**Goal**
Extract all of the entries and give them again, word for word.

[Location labeling records]
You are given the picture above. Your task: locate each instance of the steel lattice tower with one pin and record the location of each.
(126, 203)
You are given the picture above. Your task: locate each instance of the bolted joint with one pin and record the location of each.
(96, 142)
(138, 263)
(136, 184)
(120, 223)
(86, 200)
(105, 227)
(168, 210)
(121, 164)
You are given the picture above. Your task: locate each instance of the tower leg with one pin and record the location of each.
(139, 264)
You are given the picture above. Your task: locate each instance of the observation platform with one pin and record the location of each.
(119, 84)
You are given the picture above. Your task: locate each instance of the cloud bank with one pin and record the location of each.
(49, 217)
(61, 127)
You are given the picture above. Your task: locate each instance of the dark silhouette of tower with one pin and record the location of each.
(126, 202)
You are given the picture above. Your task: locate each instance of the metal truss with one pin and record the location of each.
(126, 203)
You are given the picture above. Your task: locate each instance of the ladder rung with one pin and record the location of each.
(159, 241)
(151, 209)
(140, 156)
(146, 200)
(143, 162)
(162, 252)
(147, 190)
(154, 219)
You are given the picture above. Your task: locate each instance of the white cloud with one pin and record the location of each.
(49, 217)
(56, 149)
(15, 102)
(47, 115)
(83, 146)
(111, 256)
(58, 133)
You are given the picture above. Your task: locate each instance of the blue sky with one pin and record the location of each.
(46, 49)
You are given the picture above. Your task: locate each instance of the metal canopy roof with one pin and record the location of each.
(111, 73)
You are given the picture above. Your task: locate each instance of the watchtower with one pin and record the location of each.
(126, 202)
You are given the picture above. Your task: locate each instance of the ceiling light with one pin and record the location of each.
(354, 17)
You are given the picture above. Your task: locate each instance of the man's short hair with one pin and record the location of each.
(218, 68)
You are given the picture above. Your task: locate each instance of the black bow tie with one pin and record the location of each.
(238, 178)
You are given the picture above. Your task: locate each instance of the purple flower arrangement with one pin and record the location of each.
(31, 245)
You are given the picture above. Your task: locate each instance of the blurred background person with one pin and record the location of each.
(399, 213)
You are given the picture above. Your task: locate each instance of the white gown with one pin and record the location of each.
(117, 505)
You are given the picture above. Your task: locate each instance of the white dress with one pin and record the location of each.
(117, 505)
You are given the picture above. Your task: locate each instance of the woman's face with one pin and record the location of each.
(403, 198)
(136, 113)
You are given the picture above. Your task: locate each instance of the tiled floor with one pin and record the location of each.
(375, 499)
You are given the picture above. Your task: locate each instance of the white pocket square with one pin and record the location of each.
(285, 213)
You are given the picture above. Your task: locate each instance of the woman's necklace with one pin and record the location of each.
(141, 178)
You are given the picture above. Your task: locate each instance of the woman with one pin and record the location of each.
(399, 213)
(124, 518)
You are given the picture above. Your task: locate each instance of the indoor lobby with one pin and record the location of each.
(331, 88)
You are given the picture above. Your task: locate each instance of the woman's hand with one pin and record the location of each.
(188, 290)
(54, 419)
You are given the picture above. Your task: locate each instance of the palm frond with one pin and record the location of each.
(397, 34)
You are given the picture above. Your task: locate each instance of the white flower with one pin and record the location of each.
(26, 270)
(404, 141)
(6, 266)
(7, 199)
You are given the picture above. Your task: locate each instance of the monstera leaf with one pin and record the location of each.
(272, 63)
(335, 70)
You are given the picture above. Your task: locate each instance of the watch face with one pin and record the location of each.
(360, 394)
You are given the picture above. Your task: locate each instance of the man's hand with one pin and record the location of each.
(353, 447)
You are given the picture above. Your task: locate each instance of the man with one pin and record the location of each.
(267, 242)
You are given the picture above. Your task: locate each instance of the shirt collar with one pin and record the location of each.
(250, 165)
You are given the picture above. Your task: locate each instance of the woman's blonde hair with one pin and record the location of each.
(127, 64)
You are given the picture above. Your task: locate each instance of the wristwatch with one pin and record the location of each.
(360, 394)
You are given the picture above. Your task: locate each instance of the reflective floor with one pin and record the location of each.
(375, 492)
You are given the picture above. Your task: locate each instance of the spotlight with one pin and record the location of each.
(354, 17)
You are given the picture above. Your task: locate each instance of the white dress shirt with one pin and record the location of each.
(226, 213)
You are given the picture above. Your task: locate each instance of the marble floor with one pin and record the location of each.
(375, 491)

**Task result**
You are given the picture above. Your task: locate each instance of the steel lattice tower with one pin and record the location of each.
(126, 203)
You are given the picture above. Your task: locate each instance of the bolted joint with one pin and record the location of each.
(96, 142)
(138, 263)
(136, 184)
(120, 223)
(86, 200)
(105, 227)
(168, 210)
(121, 164)
You are given the picture above. Your task: locate each instance of the tower leg with one pin and record the location of each.
(139, 264)
You are given the picture above. Your task: locate each instance of the observation platform with one pin and record the location of each.
(119, 84)
You are given the picture above. Your task: locate each instance of the cloud bank with one pin and record the location of each.
(49, 217)
(61, 127)
You are given the picture above. Your task: locate each instance of the dark silhouette of tower with one pin and record the location of each.
(126, 202)
You are given the picture above. Your task: locate each instance of the metal truss with one pin and record the location of each.
(126, 203)
You are given the picture above. Your task: locate each instance of the ladder rung with one pin and record the location of each.
(159, 241)
(151, 209)
(140, 156)
(146, 200)
(143, 162)
(162, 252)
(147, 190)
(154, 219)
You are given the picture above. Your task: locate each instance of the white cloud with one pin and record the location of each.
(49, 217)
(56, 149)
(15, 102)
(47, 115)
(83, 146)
(111, 256)
(58, 133)
You are given the picture above. Your task: locate each instance of the blue sky with one pin and record the location of each.
(46, 49)
You are given the picture above. Your task: locate each instance of the metal canopy roof with one pin and record the location of each.
(111, 73)
You are given the picture above. Your task: locate each instance of the watchtower with one pin and record the location of each.
(126, 202)
You are given the picture above. Your task: locate each instance of the ceiling light with one pin and record the location of each.
(354, 17)
You are given the picture above. Your task: locate each instance of the man's short hair with one pin and record the location of each.
(218, 68)
You are given the picture above. Your task: locate each instance of the black bow tie with one pin and record the location of each.
(238, 178)
You are given the picture above. Your task: locate each instance of the purple flower arrangement with one pin and record the location of each.
(31, 245)
You are given the picture above. Your task: locate each instance of the blurred background person with one pin and record the location of each.
(399, 213)
You are given the picture above. Your task: locate each instance of the white gown with one pin and record the location of each.
(117, 505)
You are given the picture above. Your task: locate each instance of the white dress with one pin and record the location of each.
(117, 505)
You are given the picture above. Your task: locate each instance of the woman's face with one pin and record the location of each.
(403, 198)
(136, 113)
You are given the picture above. Your task: locate each instance of the tiled floor with one pin and record the location of each.
(375, 499)
You are given the picture above. Your task: locate each instance of the white pocket square with one pin and record the location of each.
(285, 213)
You are given the picture above. Your task: locate each instance of the woman's necklace with one pin and record the location of each.
(141, 178)
You are given the picture above. Your task: locate each instance of the woman with one pin and record the location of each.
(399, 213)
(124, 518)
You are given the picture above. Your task: locate each instance of the indoor lobby with one pin and record the location of each.
(331, 88)
You are given the picture above. Your task: locate each instance of the woman's hand with one pin and record the location of each.
(188, 290)
(54, 419)
You are given the picture above. Your task: locate each instance of the palm frond with one pin and record the location of each.
(397, 34)
You are given the picture above. Your task: locate each instance of the white flower with one pin and record the location of each.
(26, 270)
(404, 141)
(6, 266)
(7, 199)
You are given the picture above. Your task: locate each instance of the monstera leaf with one pin and record the location of each.
(272, 63)
(335, 70)
You are given the picture above. Your task: locate each instance of the watch face with one pin and record the location of each.
(360, 394)
You are given the picture above. Your task: locate each instance of the man's hand with one pin and record the location of each.
(353, 447)
You are given the picture above. Your task: locate each instance of the man with one pin and record the location of each.
(267, 242)
You are given the picture above. Your task: locate each instance of the shirt collar with one pin and record the location of each.
(250, 165)
You are given the picture above. Your task: locate each instance of the woman's blonde hair with one pin and record the location of each.
(127, 64)
You are given the picture above. Your task: locate each instance of the wristwatch with one pin and record the location of each.
(360, 394)
You are given the picture above. Your task: locate each instance of the reflective floor with one pin and record the location of each.
(375, 492)
You are given the picture above. Your task: locate each instance of the spotlight with one pin and record the location of each.
(354, 17)
You are given the picture above. Your task: locate each instance of the white dress shirt with one pin and record the location of each.
(226, 213)
You are given the picture above. Your task: locate each instance of the marble floor with one pin and record the location of each.
(375, 491)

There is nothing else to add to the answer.